WHAT TO DO
Locate, in the data below, the line that contains "Element lookup — where exactly is the mountain ridge" and the line that contains "Element lookup — where exactly is the cloud"; reproduce exactly those two lines and every line between them, nothing more.
╭─ DATASET RECORDS
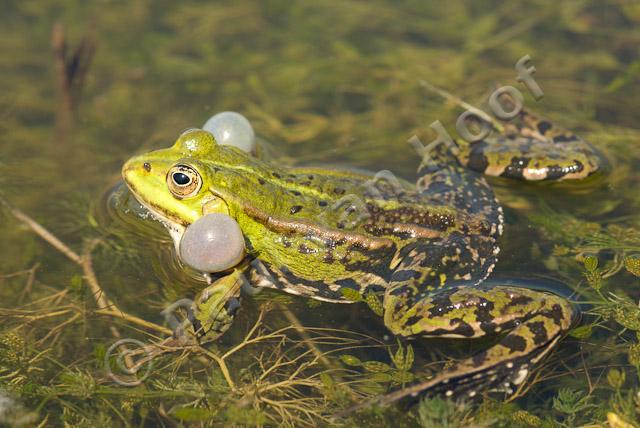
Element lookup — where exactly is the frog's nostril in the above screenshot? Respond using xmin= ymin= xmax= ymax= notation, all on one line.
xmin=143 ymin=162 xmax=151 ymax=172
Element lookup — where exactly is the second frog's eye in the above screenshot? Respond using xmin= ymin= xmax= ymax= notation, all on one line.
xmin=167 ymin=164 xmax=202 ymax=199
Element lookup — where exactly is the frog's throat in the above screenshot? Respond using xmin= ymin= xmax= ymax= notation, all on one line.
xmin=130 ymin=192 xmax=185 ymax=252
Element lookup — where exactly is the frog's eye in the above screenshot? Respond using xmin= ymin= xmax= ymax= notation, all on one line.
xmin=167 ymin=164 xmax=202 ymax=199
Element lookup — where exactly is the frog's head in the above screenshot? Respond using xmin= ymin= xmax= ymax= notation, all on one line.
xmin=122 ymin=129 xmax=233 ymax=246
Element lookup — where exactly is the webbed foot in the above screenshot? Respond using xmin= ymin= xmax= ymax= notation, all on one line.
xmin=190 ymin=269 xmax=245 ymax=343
╰─
╭─ DATASET RECORDS
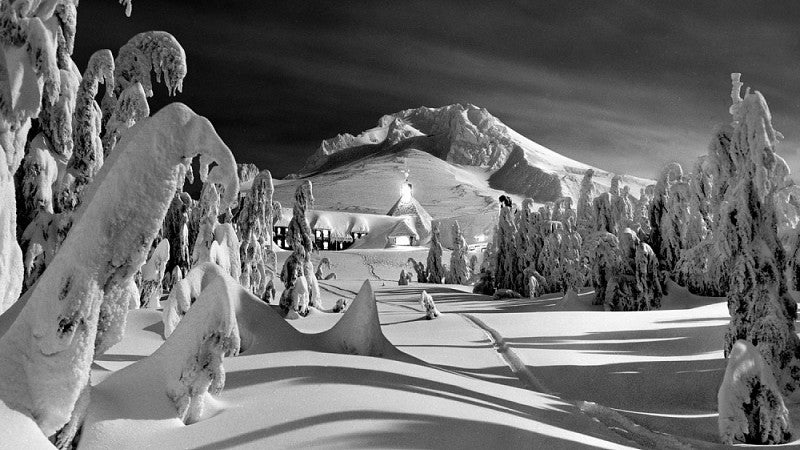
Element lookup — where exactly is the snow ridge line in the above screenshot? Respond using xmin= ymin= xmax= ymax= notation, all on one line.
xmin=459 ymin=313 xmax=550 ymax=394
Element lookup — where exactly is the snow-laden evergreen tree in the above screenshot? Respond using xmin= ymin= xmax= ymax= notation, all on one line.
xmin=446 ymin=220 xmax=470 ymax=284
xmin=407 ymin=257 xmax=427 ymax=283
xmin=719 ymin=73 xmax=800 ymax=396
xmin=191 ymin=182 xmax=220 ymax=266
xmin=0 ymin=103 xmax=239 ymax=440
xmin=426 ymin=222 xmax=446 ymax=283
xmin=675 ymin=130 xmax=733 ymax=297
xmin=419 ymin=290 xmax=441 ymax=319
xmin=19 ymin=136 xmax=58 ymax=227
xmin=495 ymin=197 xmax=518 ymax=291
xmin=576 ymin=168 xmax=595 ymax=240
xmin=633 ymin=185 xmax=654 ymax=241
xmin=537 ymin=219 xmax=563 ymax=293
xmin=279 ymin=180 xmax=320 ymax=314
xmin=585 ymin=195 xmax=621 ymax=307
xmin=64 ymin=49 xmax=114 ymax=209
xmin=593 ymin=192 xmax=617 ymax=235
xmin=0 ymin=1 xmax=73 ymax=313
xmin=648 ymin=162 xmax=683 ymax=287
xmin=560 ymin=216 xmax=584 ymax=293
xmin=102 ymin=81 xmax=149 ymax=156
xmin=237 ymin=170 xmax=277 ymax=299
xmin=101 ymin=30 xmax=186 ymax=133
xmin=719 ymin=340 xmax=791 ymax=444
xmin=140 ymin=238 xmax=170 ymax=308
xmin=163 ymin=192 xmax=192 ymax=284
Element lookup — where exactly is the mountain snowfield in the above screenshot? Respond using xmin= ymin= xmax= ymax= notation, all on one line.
╰─
╭─ DATASET RECORDS
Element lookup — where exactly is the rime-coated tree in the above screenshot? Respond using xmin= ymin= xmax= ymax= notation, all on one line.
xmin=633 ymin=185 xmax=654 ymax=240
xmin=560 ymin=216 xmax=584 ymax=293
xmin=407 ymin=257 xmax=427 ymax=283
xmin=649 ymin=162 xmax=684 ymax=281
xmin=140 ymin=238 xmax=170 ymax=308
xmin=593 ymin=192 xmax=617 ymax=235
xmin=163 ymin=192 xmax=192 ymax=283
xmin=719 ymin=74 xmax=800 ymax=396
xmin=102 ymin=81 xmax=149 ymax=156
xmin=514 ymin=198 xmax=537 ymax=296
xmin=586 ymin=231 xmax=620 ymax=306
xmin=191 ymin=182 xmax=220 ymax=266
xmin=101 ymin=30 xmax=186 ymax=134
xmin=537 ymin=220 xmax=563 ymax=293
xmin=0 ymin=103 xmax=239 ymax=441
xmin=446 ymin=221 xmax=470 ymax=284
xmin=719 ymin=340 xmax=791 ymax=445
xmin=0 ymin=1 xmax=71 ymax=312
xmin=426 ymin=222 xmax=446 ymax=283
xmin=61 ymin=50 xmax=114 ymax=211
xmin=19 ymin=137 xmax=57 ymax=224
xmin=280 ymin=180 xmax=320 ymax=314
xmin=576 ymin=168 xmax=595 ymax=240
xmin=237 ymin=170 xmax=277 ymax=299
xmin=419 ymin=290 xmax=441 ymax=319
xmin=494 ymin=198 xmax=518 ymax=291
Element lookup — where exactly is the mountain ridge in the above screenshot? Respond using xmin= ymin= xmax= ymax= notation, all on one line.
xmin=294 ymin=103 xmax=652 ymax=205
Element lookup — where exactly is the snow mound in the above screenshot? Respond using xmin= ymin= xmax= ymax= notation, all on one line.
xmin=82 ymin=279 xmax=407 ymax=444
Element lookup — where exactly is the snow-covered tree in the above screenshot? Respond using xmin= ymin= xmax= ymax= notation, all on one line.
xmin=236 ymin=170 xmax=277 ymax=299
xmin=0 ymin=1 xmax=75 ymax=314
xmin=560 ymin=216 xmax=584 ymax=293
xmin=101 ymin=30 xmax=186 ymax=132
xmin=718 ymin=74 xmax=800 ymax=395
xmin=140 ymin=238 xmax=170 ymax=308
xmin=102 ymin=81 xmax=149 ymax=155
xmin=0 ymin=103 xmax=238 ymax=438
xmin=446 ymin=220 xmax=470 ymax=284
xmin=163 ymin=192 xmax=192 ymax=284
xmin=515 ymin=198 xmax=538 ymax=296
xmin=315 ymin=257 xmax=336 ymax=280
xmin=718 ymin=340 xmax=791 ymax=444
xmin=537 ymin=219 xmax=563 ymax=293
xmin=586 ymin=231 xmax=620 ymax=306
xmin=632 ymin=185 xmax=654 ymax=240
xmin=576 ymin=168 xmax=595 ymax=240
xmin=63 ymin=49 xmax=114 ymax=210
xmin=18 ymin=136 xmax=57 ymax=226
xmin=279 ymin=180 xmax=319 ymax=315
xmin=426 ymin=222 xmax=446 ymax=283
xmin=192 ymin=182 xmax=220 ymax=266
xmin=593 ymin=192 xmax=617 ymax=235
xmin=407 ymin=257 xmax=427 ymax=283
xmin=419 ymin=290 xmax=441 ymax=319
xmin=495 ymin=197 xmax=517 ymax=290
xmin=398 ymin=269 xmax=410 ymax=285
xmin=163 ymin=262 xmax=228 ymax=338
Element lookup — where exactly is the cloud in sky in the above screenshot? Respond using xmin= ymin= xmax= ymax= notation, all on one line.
╰─
PROBLEM SOLUTION
Element lookup — where exactly is the mountain ridge in the above screenshot? Respond using xmin= ymin= xmax= ymax= notation, all on one line.
xmin=294 ymin=103 xmax=652 ymax=205
Element lookup — where exactly is the snow mound in the above screenshot? Respond using xmin= ymin= xmax= ymax= notation, all on one line.
xmin=82 ymin=279 xmax=407 ymax=444
Element lookup — where exactly is the snow-covered tree in the above screenshot? Respond using xmin= ymin= xmax= ymax= notation, all on one line.
xmin=236 ymin=170 xmax=277 ymax=299
xmin=0 ymin=1 xmax=75 ymax=314
xmin=560 ymin=216 xmax=584 ymax=293
xmin=101 ymin=30 xmax=186 ymax=132
xmin=718 ymin=74 xmax=800 ymax=395
xmin=140 ymin=238 xmax=170 ymax=308
xmin=102 ymin=81 xmax=149 ymax=155
xmin=0 ymin=103 xmax=238 ymax=438
xmin=446 ymin=220 xmax=470 ymax=284
xmin=163 ymin=192 xmax=192 ymax=284
xmin=515 ymin=198 xmax=538 ymax=296
xmin=315 ymin=257 xmax=336 ymax=280
xmin=718 ymin=340 xmax=791 ymax=444
xmin=537 ymin=219 xmax=563 ymax=293
xmin=586 ymin=231 xmax=620 ymax=306
xmin=632 ymin=185 xmax=654 ymax=240
xmin=576 ymin=168 xmax=595 ymax=240
xmin=63 ymin=49 xmax=114 ymax=210
xmin=18 ymin=136 xmax=57 ymax=226
xmin=279 ymin=180 xmax=319 ymax=315
xmin=426 ymin=222 xmax=446 ymax=283
xmin=192 ymin=182 xmax=220 ymax=266
xmin=593 ymin=192 xmax=617 ymax=235
xmin=407 ymin=257 xmax=427 ymax=283
xmin=419 ymin=290 xmax=441 ymax=319
xmin=495 ymin=197 xmax=517 ymax=290
xmin=398 ymin=269 xmax=410 ymax=285
xmin=163 ymin=262 xmax=228 ymax=338
Element lookup — where exactly is the cloud in sky in the above screenshot? Respond using xmin= ymin= xmax= ymax= notation, all on one line.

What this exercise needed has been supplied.